PROBLEM DETAILS:
Gather every line in the rows below that contains the word "ornament" and copy each one in full.

Records from a data source
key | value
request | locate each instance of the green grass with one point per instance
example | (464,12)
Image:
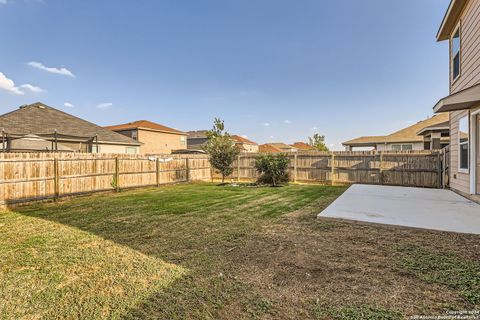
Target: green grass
(202,251)
(444,268)
(97,257)
(364,312)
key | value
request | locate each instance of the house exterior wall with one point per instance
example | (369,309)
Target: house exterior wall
(113,148)
(159,142)
(469,76)
(249,147)
(389,146)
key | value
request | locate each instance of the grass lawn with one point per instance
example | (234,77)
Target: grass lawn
(203,251)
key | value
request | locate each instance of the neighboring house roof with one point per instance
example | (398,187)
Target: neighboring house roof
(435,127)
(461,100)
(243,140)
(197,134)
(450,19)
(409,134)
(40,119)
(303,146)
(282,146)
(34,142)
(268,148)
(144,124)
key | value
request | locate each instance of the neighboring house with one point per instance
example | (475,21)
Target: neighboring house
(428,134)
(461,27)
(276,147)
(38,127)
(155,138)
(302,146)
(197,139)
(244,144)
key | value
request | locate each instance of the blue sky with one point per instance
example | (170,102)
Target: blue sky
(274,70)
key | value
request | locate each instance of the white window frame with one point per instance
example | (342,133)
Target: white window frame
(460,169)
(458,28)
(134,149)
(401,145)
(474,130)
(96,147)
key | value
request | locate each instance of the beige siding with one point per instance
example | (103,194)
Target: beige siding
(470,47)
(113,148)
(417,146)
(469,76)
(458,180)
(155,142)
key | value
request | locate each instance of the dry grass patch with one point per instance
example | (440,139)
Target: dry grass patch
(53,271)
(251,253)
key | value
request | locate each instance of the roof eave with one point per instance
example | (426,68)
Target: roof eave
(450,19)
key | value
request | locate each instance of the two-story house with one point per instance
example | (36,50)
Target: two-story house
(155,138)
(461,27)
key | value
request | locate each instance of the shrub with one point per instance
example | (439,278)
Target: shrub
(221,148)
(273,169)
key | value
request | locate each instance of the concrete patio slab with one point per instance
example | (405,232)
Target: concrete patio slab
(411,207)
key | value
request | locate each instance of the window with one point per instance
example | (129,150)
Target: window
(463,137)
(131,150)
(455,47)
(134,135)
(402,147)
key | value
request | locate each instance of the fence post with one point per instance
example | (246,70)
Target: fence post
(157,168)
(238,168)
(117,174)
(187,169)
(56,178)
(440,171)
(333,169)
(295,168)
(381,168)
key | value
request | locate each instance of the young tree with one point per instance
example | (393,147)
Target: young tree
(221,148)
(273,169)
(318,141)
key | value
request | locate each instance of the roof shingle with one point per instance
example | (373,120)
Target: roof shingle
(144,124)
(38,118)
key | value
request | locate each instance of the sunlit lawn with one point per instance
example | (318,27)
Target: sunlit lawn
(208,251)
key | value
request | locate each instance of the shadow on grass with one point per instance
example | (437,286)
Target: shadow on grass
(193,226)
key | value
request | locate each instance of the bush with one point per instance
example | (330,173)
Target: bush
(221,148)
(273,169)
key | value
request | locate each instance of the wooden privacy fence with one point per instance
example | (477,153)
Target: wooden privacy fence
(414,168)
(36,176)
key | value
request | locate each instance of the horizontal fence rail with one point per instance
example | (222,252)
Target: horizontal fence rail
(28,177)
(413,168)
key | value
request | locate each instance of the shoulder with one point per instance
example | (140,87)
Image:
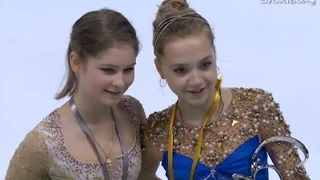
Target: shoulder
(157,121)
(252,96)
(30,159)
(130,104)
(134,109)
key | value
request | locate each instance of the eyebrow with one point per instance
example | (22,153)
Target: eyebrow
(181,64)
(115,66)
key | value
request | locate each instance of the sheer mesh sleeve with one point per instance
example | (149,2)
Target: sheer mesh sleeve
(30,160)
(283,155)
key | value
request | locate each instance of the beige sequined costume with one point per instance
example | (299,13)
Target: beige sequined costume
(229,142)
(43,154)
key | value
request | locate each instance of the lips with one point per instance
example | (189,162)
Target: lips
(197,91)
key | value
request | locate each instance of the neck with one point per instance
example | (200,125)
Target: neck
(92,111)
(196,114)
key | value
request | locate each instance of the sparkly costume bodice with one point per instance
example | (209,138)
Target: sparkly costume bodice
(43,153)
(229,142)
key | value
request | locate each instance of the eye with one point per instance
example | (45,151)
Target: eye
(206,65)
(108,70)
(180,70)
(128,70)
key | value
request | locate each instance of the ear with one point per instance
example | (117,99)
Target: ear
(75,63)
(158,64)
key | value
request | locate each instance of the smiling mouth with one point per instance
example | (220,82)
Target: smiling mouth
(196,91)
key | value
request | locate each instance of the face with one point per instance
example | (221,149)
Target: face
(189,67)
(107,77)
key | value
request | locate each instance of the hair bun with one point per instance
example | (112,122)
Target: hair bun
(179,5)
(170,6)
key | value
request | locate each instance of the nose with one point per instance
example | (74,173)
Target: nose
(118,80)
(195,79)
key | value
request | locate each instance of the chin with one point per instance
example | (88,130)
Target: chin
(196,102)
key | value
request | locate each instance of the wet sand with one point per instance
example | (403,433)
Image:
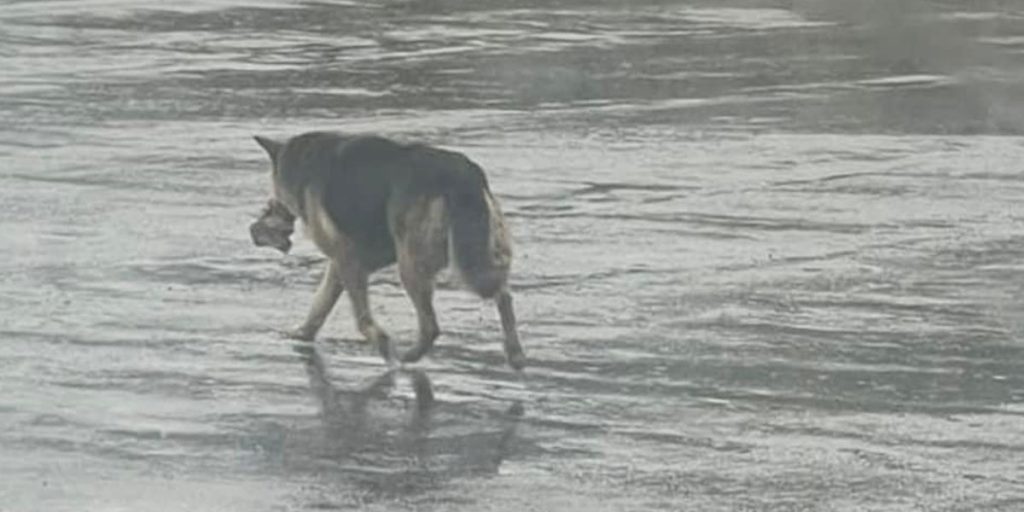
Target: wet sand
(769,257)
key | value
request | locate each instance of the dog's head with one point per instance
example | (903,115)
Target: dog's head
(273,227)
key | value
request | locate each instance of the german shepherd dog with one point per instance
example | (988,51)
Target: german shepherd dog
(368,202)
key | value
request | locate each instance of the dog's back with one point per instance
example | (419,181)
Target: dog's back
(366,182)
(369,202)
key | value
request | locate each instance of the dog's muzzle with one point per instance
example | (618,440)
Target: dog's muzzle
(273,228)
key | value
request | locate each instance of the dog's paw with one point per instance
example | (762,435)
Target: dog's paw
(412,355)
(517,360)
(299,333)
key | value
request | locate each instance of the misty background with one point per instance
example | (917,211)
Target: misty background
(768,257)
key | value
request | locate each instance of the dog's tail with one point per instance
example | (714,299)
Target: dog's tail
(479,243)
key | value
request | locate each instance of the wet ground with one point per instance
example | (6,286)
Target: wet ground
(770,257)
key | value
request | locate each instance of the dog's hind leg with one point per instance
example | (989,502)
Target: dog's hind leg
(421,290)
(327,296)
(422,244)
(513,350)
(355,279)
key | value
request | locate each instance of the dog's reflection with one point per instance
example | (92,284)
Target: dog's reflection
(398,449)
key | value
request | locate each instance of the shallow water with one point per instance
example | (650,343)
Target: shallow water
(769,257)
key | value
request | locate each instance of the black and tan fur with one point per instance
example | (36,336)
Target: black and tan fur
(368,202)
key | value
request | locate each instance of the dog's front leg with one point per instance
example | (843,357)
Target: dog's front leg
(327,295)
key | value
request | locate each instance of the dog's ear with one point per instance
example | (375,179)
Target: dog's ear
(270,145)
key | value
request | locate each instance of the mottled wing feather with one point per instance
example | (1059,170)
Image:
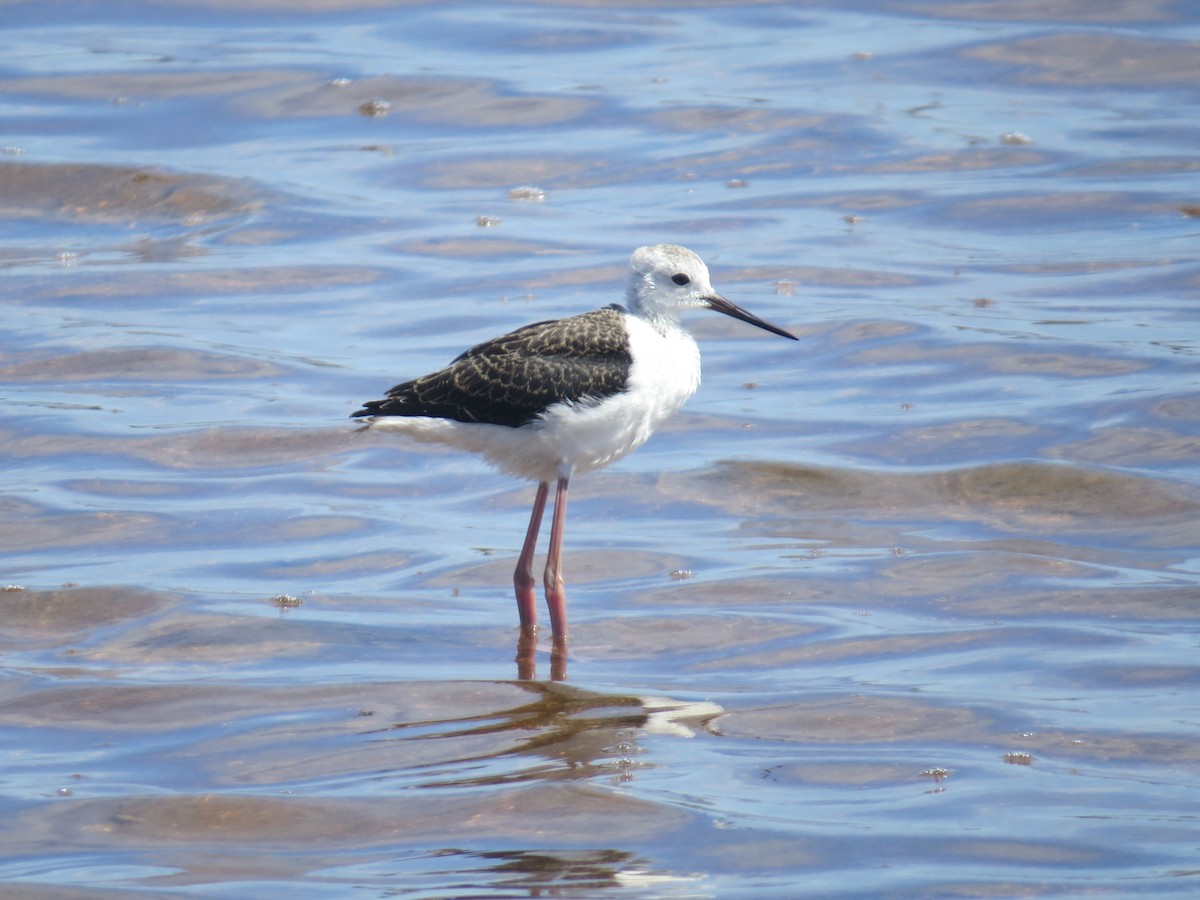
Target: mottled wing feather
(513,378)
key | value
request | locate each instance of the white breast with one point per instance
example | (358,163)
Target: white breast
(573,438)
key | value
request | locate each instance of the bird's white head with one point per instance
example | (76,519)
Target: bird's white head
(665,280)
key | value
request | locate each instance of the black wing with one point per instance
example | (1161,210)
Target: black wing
(514,378)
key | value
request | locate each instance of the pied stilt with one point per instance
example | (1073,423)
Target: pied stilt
(557,399)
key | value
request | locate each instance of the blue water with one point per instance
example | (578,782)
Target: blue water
(906,609)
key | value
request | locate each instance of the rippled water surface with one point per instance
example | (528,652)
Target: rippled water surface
(907,609)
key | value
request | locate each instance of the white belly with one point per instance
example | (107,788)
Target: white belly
(568,438)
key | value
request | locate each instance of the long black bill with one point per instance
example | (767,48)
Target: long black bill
(719,304)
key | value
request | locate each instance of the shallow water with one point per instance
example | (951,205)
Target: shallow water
(910,609)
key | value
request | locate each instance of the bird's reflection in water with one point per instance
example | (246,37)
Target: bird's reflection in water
(568,732)
(558,870)
(527,657)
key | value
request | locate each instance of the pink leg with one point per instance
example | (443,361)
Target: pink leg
(522,579)
(556,589)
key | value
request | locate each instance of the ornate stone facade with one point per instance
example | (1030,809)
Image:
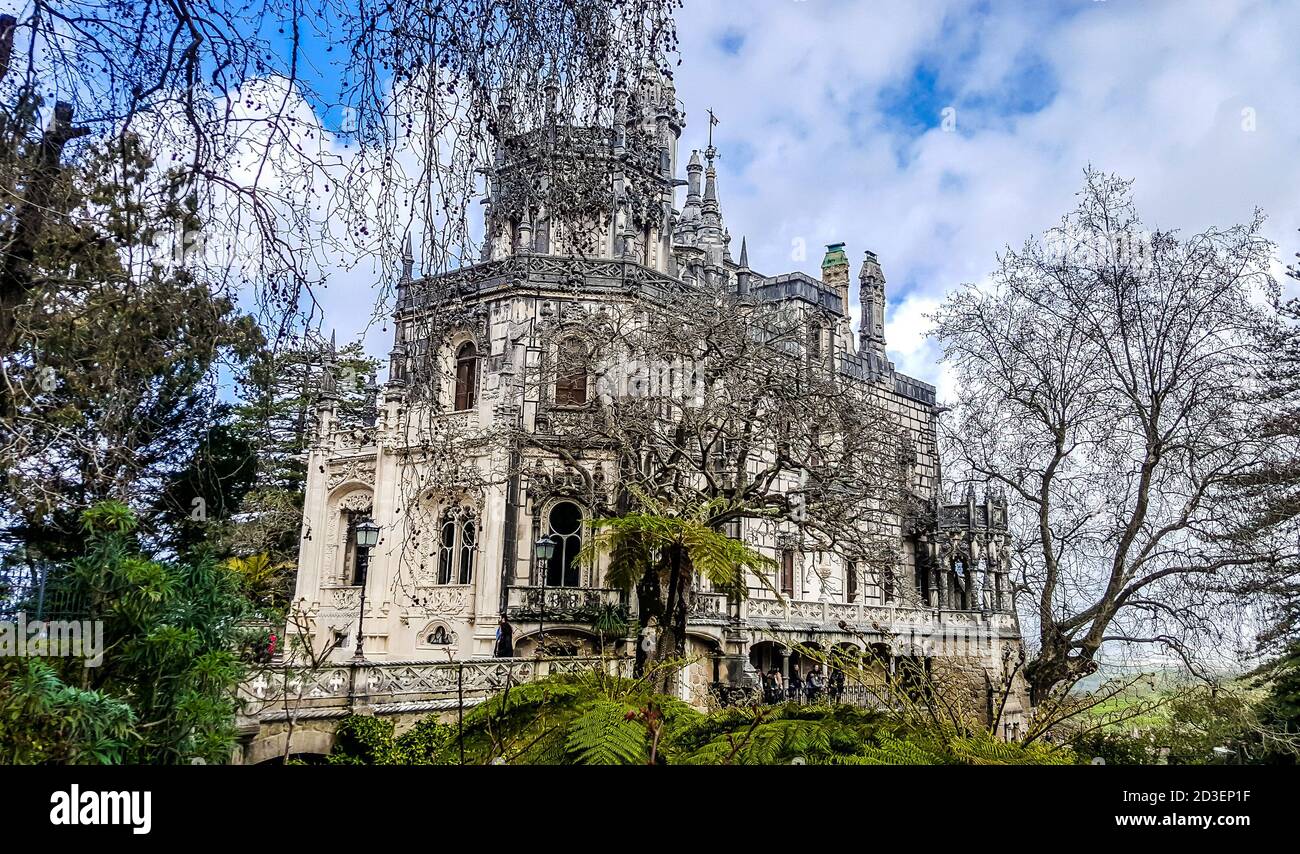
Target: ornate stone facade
(460,507)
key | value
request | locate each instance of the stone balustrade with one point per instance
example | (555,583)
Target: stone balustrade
(282,689)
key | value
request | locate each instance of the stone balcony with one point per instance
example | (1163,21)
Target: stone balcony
(280,690)
(866,618)
(560,605)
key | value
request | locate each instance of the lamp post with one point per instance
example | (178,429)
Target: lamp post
(544,550)
(367,537)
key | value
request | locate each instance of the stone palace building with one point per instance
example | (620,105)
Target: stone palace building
(460,508)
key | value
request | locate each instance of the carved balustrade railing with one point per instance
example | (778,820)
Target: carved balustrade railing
(287,688)
(862,616)
(563,605)
(709,607)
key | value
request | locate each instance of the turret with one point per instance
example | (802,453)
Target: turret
(744,273)
(871,294)
(835,272)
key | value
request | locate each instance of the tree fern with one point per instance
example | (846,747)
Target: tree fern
(607,735)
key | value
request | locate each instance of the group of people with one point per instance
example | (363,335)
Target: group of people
(810,689)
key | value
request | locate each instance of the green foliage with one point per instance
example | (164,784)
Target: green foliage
(641,540)
(43,720)
(170,632)
(1116,748)
(363,740)
(429,742)
(264,582)
(112,369)
(607,733)
(598,719)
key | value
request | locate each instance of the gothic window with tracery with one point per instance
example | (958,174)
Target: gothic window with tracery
(458,546)
(467,377)
(564,525)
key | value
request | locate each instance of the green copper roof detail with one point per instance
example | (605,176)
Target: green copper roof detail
(835,256)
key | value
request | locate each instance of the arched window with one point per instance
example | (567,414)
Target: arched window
(571,373)
(566,532)
(467,377)
(458,543)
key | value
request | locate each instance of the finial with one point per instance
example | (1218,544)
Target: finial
(407,259)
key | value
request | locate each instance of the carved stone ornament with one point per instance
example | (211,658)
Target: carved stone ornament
(362,471)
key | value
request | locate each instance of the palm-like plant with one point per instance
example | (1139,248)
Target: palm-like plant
(264,580)
(659,553)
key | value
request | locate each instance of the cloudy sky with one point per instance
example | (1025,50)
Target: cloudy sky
(832,128)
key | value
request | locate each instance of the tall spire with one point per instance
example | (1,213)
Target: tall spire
(744,273)
(407,259)
(693,170)
(835,273)
(871,294)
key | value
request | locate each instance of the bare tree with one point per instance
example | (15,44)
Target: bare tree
(306,133)
(1100,375)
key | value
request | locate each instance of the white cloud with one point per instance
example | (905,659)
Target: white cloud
(1152,91)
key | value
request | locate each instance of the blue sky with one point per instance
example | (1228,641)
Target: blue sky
(832,128)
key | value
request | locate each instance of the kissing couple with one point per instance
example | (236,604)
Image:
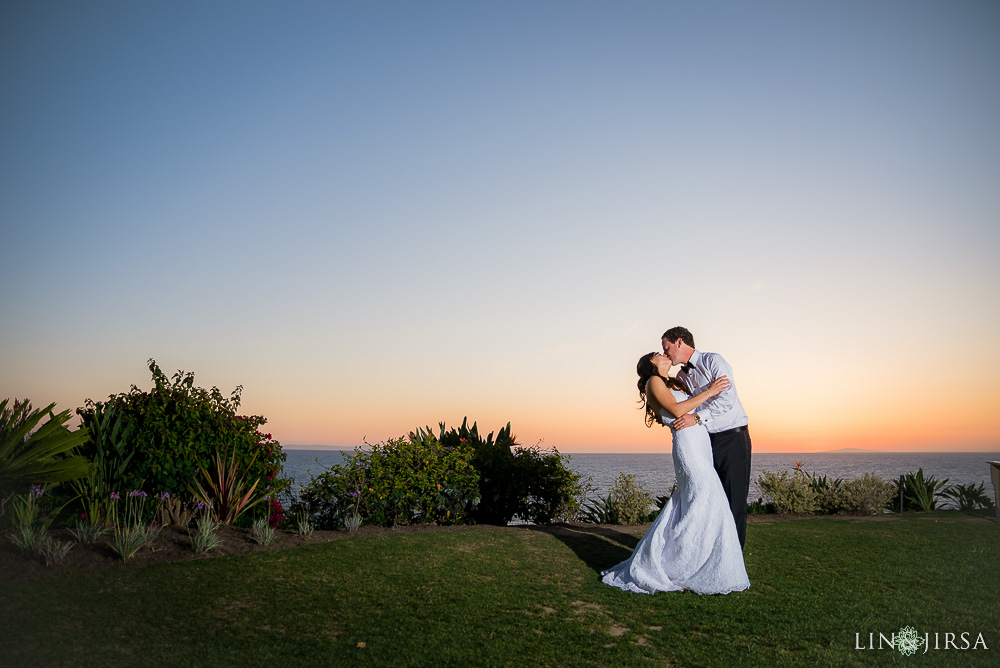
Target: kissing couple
(696,542)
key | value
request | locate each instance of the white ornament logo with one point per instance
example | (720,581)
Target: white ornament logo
(907,641)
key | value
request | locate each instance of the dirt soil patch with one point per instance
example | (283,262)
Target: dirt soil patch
(171,545)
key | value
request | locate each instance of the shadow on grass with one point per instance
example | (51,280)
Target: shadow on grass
(599,546)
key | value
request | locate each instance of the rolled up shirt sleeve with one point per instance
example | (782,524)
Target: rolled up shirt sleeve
(718,409)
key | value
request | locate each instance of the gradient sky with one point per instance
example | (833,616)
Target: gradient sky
(376,216)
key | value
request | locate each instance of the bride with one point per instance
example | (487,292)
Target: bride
(693,544)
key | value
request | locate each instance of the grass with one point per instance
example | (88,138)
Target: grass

EXPECTED ANSWER:
request | locate each instance of the carved stone ornament with one point per instance
Target: carved stone ornament
request | locate each instance of the white ornament logo with one point per instance
Target: white ornament logo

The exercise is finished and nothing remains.